Job 1
Update the plain-text discussion, starting with "It would be" and going on through "with the format.", putting "sed" wherever "grep" appears.

Start of Selection

It would be interesting to think about what set of tools gives 80% of the plain text benefit. Is it cat? grep? wc? API?. Most programming languages I know of can read a text file and turn it into a string, that's nice. The benefit of this analysis would be that when developing a binary protocol, it will be evident the support tools that need to be developed to provide plenty of value.

I'm not afraid of binary protocols as long as there is tooling to interact with the data. And if those tools are available, I prefer binary protocols for it's efficiency.

CivBase · on Feb 25, 2021

> There is nothing inherently human readable about plain text. It's still unreadable bits, just like any other binary protocol. The benefits of plain text are the ubiquitous tools that allow us to interact with the format.

You seem to have glossed over my whole point about how the ubiquity of text is what drives good tooling for it, not the other way around. Text is not a technology created for computers. It has been a ubiquitous information protocol for millennia.

End of Selection

Job 2
Pick out each line of the listing that contains the string "drawer".

Start of Records to process

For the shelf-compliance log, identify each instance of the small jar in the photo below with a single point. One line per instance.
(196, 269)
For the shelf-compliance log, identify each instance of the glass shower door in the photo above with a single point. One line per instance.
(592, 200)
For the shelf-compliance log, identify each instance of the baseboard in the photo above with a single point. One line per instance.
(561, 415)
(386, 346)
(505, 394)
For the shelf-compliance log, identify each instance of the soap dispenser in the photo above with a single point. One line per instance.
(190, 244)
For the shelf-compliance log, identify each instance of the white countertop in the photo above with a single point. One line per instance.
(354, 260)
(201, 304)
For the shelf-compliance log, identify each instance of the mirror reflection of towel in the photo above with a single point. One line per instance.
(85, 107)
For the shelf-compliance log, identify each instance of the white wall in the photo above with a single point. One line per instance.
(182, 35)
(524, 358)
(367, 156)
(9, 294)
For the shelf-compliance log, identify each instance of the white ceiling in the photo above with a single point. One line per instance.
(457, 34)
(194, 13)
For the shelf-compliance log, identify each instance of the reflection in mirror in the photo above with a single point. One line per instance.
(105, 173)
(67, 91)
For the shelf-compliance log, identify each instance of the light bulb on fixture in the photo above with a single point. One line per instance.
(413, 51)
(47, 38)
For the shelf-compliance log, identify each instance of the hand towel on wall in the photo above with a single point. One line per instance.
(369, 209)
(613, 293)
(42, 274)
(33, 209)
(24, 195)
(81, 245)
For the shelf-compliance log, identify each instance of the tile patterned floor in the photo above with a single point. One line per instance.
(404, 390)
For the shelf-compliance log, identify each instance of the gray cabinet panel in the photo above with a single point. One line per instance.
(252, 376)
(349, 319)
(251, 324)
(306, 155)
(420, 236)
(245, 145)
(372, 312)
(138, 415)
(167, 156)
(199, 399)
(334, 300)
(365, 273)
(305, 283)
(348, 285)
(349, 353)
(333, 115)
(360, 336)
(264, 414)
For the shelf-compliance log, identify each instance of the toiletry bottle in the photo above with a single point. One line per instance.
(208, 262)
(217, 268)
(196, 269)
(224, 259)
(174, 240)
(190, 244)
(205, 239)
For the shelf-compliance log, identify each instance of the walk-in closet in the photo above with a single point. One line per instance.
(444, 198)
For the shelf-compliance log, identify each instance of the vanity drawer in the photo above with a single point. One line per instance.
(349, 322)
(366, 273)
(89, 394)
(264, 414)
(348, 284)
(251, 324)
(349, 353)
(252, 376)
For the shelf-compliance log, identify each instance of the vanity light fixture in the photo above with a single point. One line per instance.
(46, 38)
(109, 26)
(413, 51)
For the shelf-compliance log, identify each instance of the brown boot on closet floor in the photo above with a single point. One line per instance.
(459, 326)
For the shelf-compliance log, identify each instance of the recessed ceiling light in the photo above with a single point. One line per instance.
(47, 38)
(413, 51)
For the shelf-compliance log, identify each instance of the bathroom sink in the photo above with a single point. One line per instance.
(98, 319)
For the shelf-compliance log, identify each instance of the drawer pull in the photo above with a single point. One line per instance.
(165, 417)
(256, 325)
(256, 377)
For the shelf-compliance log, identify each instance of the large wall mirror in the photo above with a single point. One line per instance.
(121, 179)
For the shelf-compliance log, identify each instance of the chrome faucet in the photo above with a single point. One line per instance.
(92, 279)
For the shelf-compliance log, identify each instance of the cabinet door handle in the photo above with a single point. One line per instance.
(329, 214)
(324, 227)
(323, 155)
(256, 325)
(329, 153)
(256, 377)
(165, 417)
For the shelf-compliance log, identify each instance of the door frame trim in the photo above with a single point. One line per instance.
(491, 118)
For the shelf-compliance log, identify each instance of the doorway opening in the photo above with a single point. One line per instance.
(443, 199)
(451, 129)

End of Records to process

Final result 1
It would be interesting to think about what set of tools gives 80% of the plain text benefit. Is it cat? sed? wc? API?. Most programming languages I know of can read a text file and turn it into a string, that's nice. The benefit of this analysis would be that when developing a binary protocol, it will be evident the support tools that need to be developed to provide plenty of value.

I'm not afraid of binary protocols as long as there is tooling to interact with the data. And if those tools are available, I prefer binary protocols for it's efficiency.

CivBase · on Feb 25, 2021

> There is nothing inherently human readable about plain text. It's still unreadable bits, just like any other binary protocol. The benefits of plain text are the ubiquitous tools that allow us to interact with the format.

Final result 2
For the shelf-compliance log, identify each instance of the vanity drawer in the photo above with a single point. One line per instance.
For the shelf-compliance log, identify each instance of the drawer pull in the photo above with a single point. One line per instance.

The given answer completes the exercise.